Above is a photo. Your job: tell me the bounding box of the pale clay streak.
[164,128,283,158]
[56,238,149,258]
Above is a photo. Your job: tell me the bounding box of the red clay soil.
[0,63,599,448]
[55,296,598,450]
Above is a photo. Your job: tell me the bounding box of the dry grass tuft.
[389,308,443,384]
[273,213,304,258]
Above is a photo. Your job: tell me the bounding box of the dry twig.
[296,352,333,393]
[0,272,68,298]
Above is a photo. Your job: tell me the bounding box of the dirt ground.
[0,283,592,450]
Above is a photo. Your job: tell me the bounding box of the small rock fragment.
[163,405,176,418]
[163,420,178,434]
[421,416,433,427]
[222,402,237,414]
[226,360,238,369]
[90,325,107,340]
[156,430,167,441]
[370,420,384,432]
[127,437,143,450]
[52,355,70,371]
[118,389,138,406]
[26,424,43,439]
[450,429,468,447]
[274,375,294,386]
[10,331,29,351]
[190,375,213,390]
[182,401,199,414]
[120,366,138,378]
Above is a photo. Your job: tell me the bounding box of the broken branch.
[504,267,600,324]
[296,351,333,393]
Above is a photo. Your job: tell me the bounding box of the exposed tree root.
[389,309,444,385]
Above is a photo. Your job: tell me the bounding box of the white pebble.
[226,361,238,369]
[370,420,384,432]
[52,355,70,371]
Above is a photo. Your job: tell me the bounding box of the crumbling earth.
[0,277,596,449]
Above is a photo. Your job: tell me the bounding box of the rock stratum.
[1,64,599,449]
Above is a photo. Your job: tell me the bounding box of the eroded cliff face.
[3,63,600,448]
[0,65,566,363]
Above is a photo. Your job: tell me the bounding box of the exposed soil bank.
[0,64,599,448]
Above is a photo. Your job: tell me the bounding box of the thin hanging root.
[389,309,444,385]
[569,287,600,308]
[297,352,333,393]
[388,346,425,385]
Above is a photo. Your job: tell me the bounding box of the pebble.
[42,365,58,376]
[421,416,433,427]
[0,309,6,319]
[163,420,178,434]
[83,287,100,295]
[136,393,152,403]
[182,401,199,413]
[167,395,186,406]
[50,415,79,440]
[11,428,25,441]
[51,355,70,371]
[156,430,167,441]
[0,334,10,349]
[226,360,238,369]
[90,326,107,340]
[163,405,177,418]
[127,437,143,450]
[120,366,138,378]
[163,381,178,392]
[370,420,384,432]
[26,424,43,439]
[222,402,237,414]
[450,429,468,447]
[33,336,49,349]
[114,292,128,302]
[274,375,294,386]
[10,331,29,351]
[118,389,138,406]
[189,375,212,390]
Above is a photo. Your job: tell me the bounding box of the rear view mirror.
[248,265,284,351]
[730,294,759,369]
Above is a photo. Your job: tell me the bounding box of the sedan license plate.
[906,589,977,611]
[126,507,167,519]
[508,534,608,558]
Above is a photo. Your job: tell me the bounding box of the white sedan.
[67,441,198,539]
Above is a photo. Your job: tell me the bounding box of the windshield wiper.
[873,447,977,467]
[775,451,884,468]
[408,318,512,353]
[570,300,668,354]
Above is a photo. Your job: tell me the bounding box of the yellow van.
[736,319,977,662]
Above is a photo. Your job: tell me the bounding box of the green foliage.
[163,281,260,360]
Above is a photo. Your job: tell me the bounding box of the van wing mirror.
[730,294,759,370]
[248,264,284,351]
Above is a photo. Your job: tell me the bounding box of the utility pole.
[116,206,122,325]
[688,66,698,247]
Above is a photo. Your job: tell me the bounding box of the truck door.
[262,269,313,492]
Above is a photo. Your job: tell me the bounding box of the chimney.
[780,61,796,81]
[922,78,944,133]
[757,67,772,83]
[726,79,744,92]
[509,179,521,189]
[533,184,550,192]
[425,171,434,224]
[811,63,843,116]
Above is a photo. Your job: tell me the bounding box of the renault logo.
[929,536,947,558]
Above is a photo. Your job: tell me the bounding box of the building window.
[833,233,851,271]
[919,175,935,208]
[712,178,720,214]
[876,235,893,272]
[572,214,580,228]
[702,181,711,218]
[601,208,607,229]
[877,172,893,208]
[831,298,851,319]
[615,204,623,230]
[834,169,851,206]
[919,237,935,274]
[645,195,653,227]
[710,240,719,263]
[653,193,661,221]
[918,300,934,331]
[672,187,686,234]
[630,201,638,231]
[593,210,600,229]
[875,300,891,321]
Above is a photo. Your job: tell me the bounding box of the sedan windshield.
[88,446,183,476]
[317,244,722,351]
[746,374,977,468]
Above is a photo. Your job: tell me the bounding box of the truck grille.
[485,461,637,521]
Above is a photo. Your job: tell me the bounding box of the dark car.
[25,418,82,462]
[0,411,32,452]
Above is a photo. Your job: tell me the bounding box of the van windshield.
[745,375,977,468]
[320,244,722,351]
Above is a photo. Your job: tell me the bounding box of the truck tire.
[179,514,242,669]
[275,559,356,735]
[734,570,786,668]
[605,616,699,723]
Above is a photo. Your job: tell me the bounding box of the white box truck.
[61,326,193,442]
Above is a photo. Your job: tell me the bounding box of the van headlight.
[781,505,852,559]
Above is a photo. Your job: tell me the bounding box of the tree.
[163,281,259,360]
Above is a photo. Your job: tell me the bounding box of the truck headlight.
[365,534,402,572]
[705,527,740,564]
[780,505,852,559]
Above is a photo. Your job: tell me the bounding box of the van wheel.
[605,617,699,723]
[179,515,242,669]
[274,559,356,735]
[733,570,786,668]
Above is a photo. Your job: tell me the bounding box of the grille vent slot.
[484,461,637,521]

▶ _What you have to do_
Transcribe the listing above verbatim.

▶ _Response to the exercise_
Above is a photo. Your job: tell me the bounding box of the pale clay streak.
[164,128,283,158]
[56,238,149,258]
Above is a photo. Your job: tell me the bounding box of the red clay soil.
[0,63,599,448]
[55,296,598,450]
Above is a photo. Your job: tell me the bounding box of the dry grass tuft.
[389,308,443,384]
[273,213,304,258]
Above is a photo. Your job: tell me the bounding box of the dry twig.
[296,352,333,393]
[0,272,68,298]
Above is a photo. Your job: tell me the bounding box of the dirt ground.
[0,283,592,450]
Above is a photo. Your job: tell me the bounding box of the small rock fragment.
[163,405,176,418]
[163,420,178,434]
[421,416,433,427]
[222,402,237,414]
[226,360,238,369]
[90,325,107,340]
[156,430,167,441]
[370,420,384,432]
[127,437,143,450]
[52,355,70,371]
[118,389,138,406]
[26,424,43,439]
[450,429,468,447]
[274,375,294,386]
[10,331,29,351]
[190,375,213,390]
[182,401,199,414]
[120,366,138,378]
Above is a photo. Your job: tell me the bounding box of the broken branch.
[504,267,600,324]
[296,351,333,393]
Above is a photo. Your job: tell me the bounding box of the exposed tree root.
[389,309,444,385]
Above is a photo. Your job: tell me the bounding box of the white pebble.
[226,361,238,369]
[370,420,384,432]
[52,355,70,371]
Above is a photo. Your job: tell me the bounding box of the crumbling earth.
[0,277,596,449]
Above is a photo. Your job: tell me the bounding box of the rock stratum.
[1,64,599,449]
Above is a photo. Your job: tell me the bounding box of the eroded cliff face.
[3,63,600,448]
[0,65,566,363]
Above is a photo. Your job: tell me the bounding box of the exposed soil bank.
[0,64,599,448]
Above is a photo. Your job: tell me the bounding box of the thin hanging root.
[389,309,444,385]
[569,287,600,308]
[297,352,333,393]
[388,346,425,385]
Above is a photo. Your job: tell me the bounding box of the pebble.
[42,365,58,376]
[421,416,433,427]
[0,309,6,319]
[163,420,178,434]
[83,287,100,295]
[136,393,152,403]
[182,401,199,413]
[167,395,186,406]
[50,415,79,440]
[11,428,25,441]
[51,355,70,371]
[156,430,167,441]
[0,334,10,349]
[226,360,238,369]
[90,326,107,340]
[163,405,177,418]
[127,437,143,450]
[120,366,138,378]
[163,381,178,392]
[370,420,384,432]
[26,424,43,439]
[222,402,237,414]
[450,429,468,447]
[33,336,49,349]
[114,292,128,302]
[274,375,294,386]
[10,331,29,351]
[118,389,138,406]
[189,375,212,390]
Above is a photo. Your job: tell me the bounding box of the rear view mirror.
[248,265,284,351]
[730,294,759,369]
Above is a photo. Your job: tell me the bounding box of the sedan license plate.
[906,589,977,611]
[126,507,167,519]
[508,534,608,558]
Above is a photo. Your job: tell me the bounding box of the white sedan.
[67,441,198,539]
Above is a photo. Your job: tell me the bounding box of the windshield wiper.
[873,447,977,467]
[775,451,884,468]
[408,318,512,353]
[570,300,668,354]
Above is a photo. Your job: tell me the bounding box of the yellow van.
[736,319,977,662]
Above is a photo. Your job: tell me the bounding box of the green foliage.
[163,281,260,360]
Above is a photo. Your job: tell me the bounding box of the van wing mirror.
[730,294,759,370]
[248,264,284,351]
Above is a photo. Your job: tell me the bounding box of the utility pole.
[116,206,122,325]
[688,66,698,247]
Above is a photo. Your job: tell me the bounding box of the truck door.
[262,269,313,492]
Above is a photo. Your job: tell me the bounding box of the chimney.
[780,61,796,81]
[922,78,944,133]
[757,67,772,83]
[726,79,744,92]
[509,179,521,189]
[533,184,550,192]
[425,171,434,224]
[811,63,843,116]
Above is a photo. Your job: tell me the bounding box of the renault logo.
[929,536,947,558]
Above is a photo. Your job: tell me the bounding box of the building window.
[833,233,851,271]
[919,175,935,208]
[712,178,720,214]
[876,235,893,272]
[572,214,580,228]
[702,181,711,218]
[601,208,607,229]
[877,172,893,208]
[831,298,851,319]
[615,204,623,230]
[834,169,851,206]
[919,237,935,274]
[645,195,653,227]
[710,240,719,263]
[653,193,661,221]
[918,300,934,331]
[672,187,686,234]
[630,201,638,231]
[593,210,600,229]
[875,300,891,321]
Above is a photo. Your job: tell me the bounding box of the sedan windshield.
[88,446,183,476]
[317,244,722,351]
[746,374,977,468]
Above is a photo. Your job: tell me the bounding box of the truck grille.
[485,461,637,521]
Above is a photo. Your job: tell me the bounding box of the dark car.
[25,418,82,462]
[0,411,32,452]
Above is a photo. Your job: tell me the bounding box of the van windshield.
[745,375,977,468]
[320,244,722,351]
Above is a photo. Your job: tell me the bounding box of the truck tire.
[179,514,242,669]
[275,559,356,735]
[734,570,786,668]
[605,616,699,723]
Above is a photo. Your job: tell me the bounding box of the white box truck.
[61,326,193,442]
Above is a photo. Your job: tell me the bounding box of the van headlight.
[781,505,852,559]
Above is a photo. Your job: tell me the bounding box of the tree.
[163,281,259,360]
Above is a photo. Your job: tell me the bounding box of the truck headlight.
[365,534,402,572]
[705,527,740,564]
[780,505,852,559]
Above is a photo. Your job: tell me the bounding box of the van wheel.
[605,617,699,723]
[179,515,242,669]
[274,559,356,735]
[733,570,786,668]
Above is a photo. Your job: tell me the bounding box of the grille vent slot.
[484,461,637,521]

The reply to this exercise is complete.